───── Records for this exercise
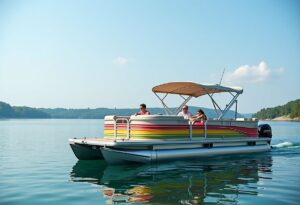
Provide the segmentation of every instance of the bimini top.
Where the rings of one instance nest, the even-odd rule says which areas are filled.
[[[152,88],[154,93],[170,93],[178,95],[188,95],[192,97],[199,97],[202,95],[221,93],[221,92],[233,92],[237,94],[243,93],[241,87],[225,87],[218,84],[215,85],[203,85],[193,82],[170,82],[161,85],[157,85]]]

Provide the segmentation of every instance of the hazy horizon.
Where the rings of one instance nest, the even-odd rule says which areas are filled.
[[[282,105],[300,98],[299,11],[296,0],[0,1],[0,101],[161,107],[153,86],[219,83],[225,68],[222,84],[244,88],[240,113]]]

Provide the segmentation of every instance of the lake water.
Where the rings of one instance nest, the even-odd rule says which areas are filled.
[[[271,152],[109,166],[68,145],[102,120],[2,120],[0,204],[299,204],[300,123],[268,123]]]

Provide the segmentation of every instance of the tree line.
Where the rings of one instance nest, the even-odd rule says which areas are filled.
[[[290,101],[285,105],[261,109],[253,115],[259,119],[274,119],[281,116],[300,117],[300,99]]]

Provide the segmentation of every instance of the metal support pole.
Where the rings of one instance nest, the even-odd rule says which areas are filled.
[[[190,140],[193,139],[193,122],[189,121]]]
[[[207,120],[204,121],[204,138],[207,137]]]
[[[234,102],[235,102],[235,100],[237,99],[238,96],[239,96],[239,94],[236,94],[234,96],[234,98],[232,98],[230,103],[228,105],[226,105],[225,109],[222,111],[222,114],[218,118],[219,120],[222,119],[224,117],[224,115],[226,114],[226,112],[232,107],[232,105],[234,104]]]

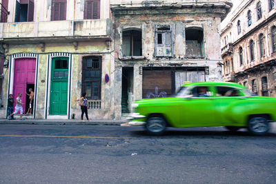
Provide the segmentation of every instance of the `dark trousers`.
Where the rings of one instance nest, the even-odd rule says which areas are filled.
[[[88,112],[87,112],[87,107],[86,106],[81,106],[81,120],[83,119],[83,114],[86,113],[86,116],[87,120],[88,120]]]

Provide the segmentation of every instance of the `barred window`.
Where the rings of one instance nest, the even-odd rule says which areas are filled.
[[[257,4],[257,19],[259,20],[262,18],[262,5],[261,2]]]
[[[250,40],[250,59],[251,61],[254,61],[255,55],[254,55],[254,41]]]
[[[271,28],[271,41],[273,51],[276,51],[276,26],[273,26]]]
[[[101,99],[101,58],[87,57],[82,61],[82,92],[88,99]]]
[[[248,10],[247,12],[247,19],[248,21],[248,27],[251,25],[252,23],[252,17],[251,17],[251,11]]]

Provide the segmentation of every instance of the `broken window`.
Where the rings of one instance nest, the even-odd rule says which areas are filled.
[[[126,30],[123,32],[123,57],[142,55],[142,33],[139,30]]]
[[[244,82],[244,86],[246,88],[248,88],[248,83],[247,81]]]
[[[242,54],[242,48],[240,47],[239,49],[239,64],[240,65],[244,65],[244,56]]]
[[[255,56],[254,56],[254,41],[250,40],[250,59],[251,61],[254,61]]]
[[[259,20],[262,18],[262,5],[261,2],[257,4],[257,19]]]
[[[66,20],[66,0],[52,0],[51,21]]]
[[[8,11],[8,0],[2,0],[1,6],[1,22],[7,22],[8,15],[10,14]]]
[[[274,8],[274,5],[275,5],[274,0],[268,0],[269,11],[270,11]]]
[[[16,1],[15,22],[30,22],[34,21],[34,1]]]
[[[260,52],[260,55],[261,57],[264,57],[264,54],[266,54],[266,50],[265,50],[265,43],[264,43],[264,34],[261,34],[259,36],[259,52]]]
[[[101,99],[101,58],[87,57],[82,62],[82,92],[88,99]]]
[[[276,27],[273,26],[271,28],[271,41],[273,52],[276,51]]]
[[[204,34],[201,28],[190,28],[185,30],[186,55],[188,57],[203,57]],[[226,44],[226,38],[224,43]]]
[[[239,96],[239,91],[236,88],[230,87],[219,86],[217,87],[216,96]]]
[[[228,74],[230,72],[229,61],[226,60],[224,63],[224,74]]]
[[[257,80],[253,79],[252,80],[252,92],[254,95],[258,95],[258,90],[257,88]]]
[[[100,0],[86,0],[84,8],[84,19],[99,19]]]
[[[241,32],[241,21],[239,20],[237,21],[237,34],[239,34]]]
[[[252,23],[252,17],[250,10],[248,10],[248,12],[247,12],[247,19],[248,20],[248,27],[249,27]]]
[[[268,86],[267,77],[262,77],[262,94],[264,96],[268,96]]]
[[[155,26],[155,56],[172,57],[172,30],[170,25]]]

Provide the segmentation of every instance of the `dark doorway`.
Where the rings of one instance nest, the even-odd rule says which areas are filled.
[[[34,91],[34,83],[27,83],[26,93],[29,94],[30,94],[30,92],[29,92],[29,89],[30,88],[32,88],[32,91]],[[33,101],[34,101],[34,96]],[[29,109],[29,108],[30,108],[30,96],[28,95],[27,95],[27,94],[26,94],[26,104],[25,104],[25,108],[25,108],[25,113],[26,114],[28,110],[28,109]],[[32,114],[34,114],[33,111],[34,111],[34,107],[32,107]]]
[[[130,113],[133,99],[133,68],[123,68],[121,79],[121,113]]]

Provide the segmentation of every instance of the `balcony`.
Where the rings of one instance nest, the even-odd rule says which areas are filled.
[[[0,23],[0,39],[5,42],[51,39],[108,39],[110,19]]]
[[[235,82],[235,73],[226,74],[223,76],[224,81],[226,82]]]
[[[233,43],[228,43],[221,48],[221,55],[226,54],[226,53],[233,53]]]

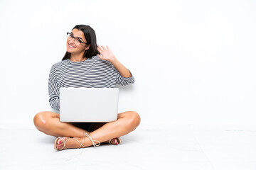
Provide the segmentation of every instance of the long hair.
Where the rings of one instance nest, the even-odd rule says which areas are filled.
[[[89,49],[85,51],[83,58],[91,58],[92,56],[100,55],[97,50],[97,40],[95,31],[89,26],[86,25],[76,25],[72,30],[78,29],[83,32],[87,42],[90,45]],[[62,60],[70,59],[71,54],[66,52]]]

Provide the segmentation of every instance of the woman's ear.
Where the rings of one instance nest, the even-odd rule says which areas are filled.
[[[88,50],[89,48],[90,48],[90,45],[85,46],[85,50]]]

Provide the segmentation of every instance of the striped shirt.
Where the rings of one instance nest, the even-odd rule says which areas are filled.
[[[134,78],[122,77],[117,69],[108,61],[97,56],[82,62],[65,60],[54,64],[50,68],[48,81],[49,103],[60,110],[60,87],[114,88],[116,84],[132,84]]]

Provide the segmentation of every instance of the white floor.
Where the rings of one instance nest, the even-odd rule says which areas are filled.
[[[256,131],[137,130],[118,146],[60,152],[36,129],[0,137],[0,169],[256,169]]]

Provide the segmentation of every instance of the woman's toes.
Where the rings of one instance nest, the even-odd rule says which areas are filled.
[[[110,142],[112,144],[118,144],[117,139],[112,139]]]

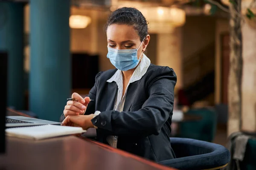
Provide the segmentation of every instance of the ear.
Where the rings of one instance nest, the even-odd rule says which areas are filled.
[[[147,46],[148,45],[148,43],[149,42],[149,40],[150,40],[150,36],[148,34],[146,37],[145,37],[145,39],[144,40],[143,48],[142,48],[142,52],[144,52],[146,51],[146,48]]]

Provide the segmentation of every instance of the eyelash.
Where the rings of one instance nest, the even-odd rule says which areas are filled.
[[[116,46],[116,45],[109,45],[111,47],[114,47]],[[132,45],[130,45],[130,46],[125,46],[125,45],[124,46],[126,48],[131,48],[132,46]]]

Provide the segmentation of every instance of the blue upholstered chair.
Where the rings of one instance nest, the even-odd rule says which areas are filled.
[[[216,133],[217,114],[215,110],[208,108],[192,109],[185,114],[200,116],[198,121],[180,122],[177,136],[212,142]]]
[[[224,146],[207,142],[170,138],[176,158],[158,163],[179,170],[218,170],[227,165],[230,154]]]

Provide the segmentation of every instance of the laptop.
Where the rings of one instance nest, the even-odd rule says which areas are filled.
[[[60,125],[61,123],[21,116],[6,116],[6,127],[8,128],[37,126],[51,124]]]

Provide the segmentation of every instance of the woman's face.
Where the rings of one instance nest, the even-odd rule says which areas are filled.
[[[140,48],[138,50],[138,59],[145,51],[148,44],[150,37],[145,37],[141,44],[140,36],[132,26],[125,24],[111,24],[107,29],[108,46],[118,50]]]

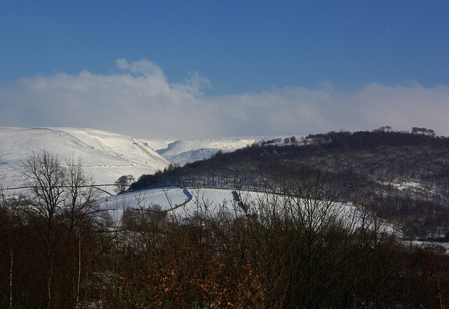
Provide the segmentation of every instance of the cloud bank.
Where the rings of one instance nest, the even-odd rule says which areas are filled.
[[[352,92],[273,89],[210,97],[194,72],[170,83],[147,60],[116,62],[118,74],[25,77],[0,85],[0,125],[91,128],[141,137],[290,135],[424,127],[449,136],[449,86],[376,83]]]

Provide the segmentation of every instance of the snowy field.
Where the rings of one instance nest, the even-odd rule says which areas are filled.
[[[269,207],[276,205],[274,211],[281,214],[283,200],[280,195],[255,191],[237,193],[233,192],[232,189],[183,188],[170,186],[109,196],[103,198],[98,202],[100,209],[107,210],[115,225],[119,226],[122,220],[123,211],[126,209],[148,210],[154,205],[159,205],[161,210],[166,211],[168,216],[175,217],[177,219],[191,217],[197,213],[212,217],[220,212],[227,213],[227,215],[232,217],[246,217],[247,213],[243,210],[243,205],[247,207],[248,214],[250,217],[254,212],[266,211],[266,208],[262,210],[261,205],[264,205],[264,207],[268,205]],[[239,204],[239,202],[243,202],[243,204]],[[326,202],[319,202],[312,204],[317,206],[316,209],[307,210],[304,204],[300,207],[305,212],[313,213],[313,224],[316,228],[319,228],[326,216],[333,215],[349,229],[357,228],[363,223],[368,224],[370,228],[379,228],[380,231],[387,231],[398,237],[403,236],[401,231],[375,218],[369,212],[352,204],[333,202],[331,206],[326,209],[326,215],[322,209],[319,210]]]

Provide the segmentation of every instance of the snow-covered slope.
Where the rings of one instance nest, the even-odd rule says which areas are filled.
[[[181,139],[169,143],[166,148],[154,148],[158,153],[171,163],[184,165],[199,160],[209,158],[217,151],[234,151],[250,146],[254,143],[277,139],[283,140],[283,137],[223,137],[219,139]],[[152,144],[152,142],[149,142]],[[162,145],[162,144],[161,144]]]
[[[77,128],[0,127],[0,181],[2,186],[22,185],[18,172],[33,152],[55,153],[62,163],[80,160],[97,184],[114,184],[122,175],[138,177],[163,170],[170,163],[147,143],[130,136]]]
[[[217,151],[233,151],[254,143],[276,141],[283,137],[166,139],[135,138],[107,131],[70,128],[0,127],[0,186],[26,184],[18,172],[33,151],[46,149],[62,163],[80,160],[85,171],[98,184],[114,184],[119,177],[154,174],[170,163],[181,165],[208,158]]]

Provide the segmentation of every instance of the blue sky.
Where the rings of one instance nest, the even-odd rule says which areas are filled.
[[[448,13],[447,1],[2,1],[0,125],[449,135]]]

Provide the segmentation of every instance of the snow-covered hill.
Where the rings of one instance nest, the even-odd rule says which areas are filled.
[[[58,156],[62,163],[80,160],[96,184],[114,182],[123,175],[136,179],[154,174],[170,163],[181,165],[208,158],[217,151],[233,151],[254,143],[281,137],[226,137],[198,139],[136,138],[107,131],[71,128],[0,127],[0,186],[26,184],[18,169],[32,152],[43,149]]]
[[[33,152],[47,150],[62,163],[80,160],[97,184],[114,184],[122,175],[138,177],[163,170],[170,163],[147,143],[130,136],[77,128],[0,127],[0,181],[6,187],[24,184],[17,169]]]
[[[285,137],[222,137],[217,139],[181,139],[168,143],[163,147],[159,141],[160,148],[153,146],[157,140],[149,140],[148,143],[157,153],[173,163],[184,165],[199,160],[209,158],[219,151],[234,151],[236,149],[250,146],[254,143],[261,143],[268,140],[283,141]]]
──────────
▶ Required task: Please copy out the stretch of data from the line containing "Provide the segmentation of every instance of the metal" through the line containing "[[[207,120],[204,121],[204,138],[207,137]]]", both included, and add 58 to every coordinate in its outlines. Leave all other wording unchanged and give only those lines.

▶ Task result:
Provide the segmentation of every instance of the metal support pole.
Where the rings of one instance nest, the even-odd rule says which areas are filled.
[[[248,198],[251,197],[251,180],[247,179]]]
[[[265,178],[262,179],[262,196],[265,195]]]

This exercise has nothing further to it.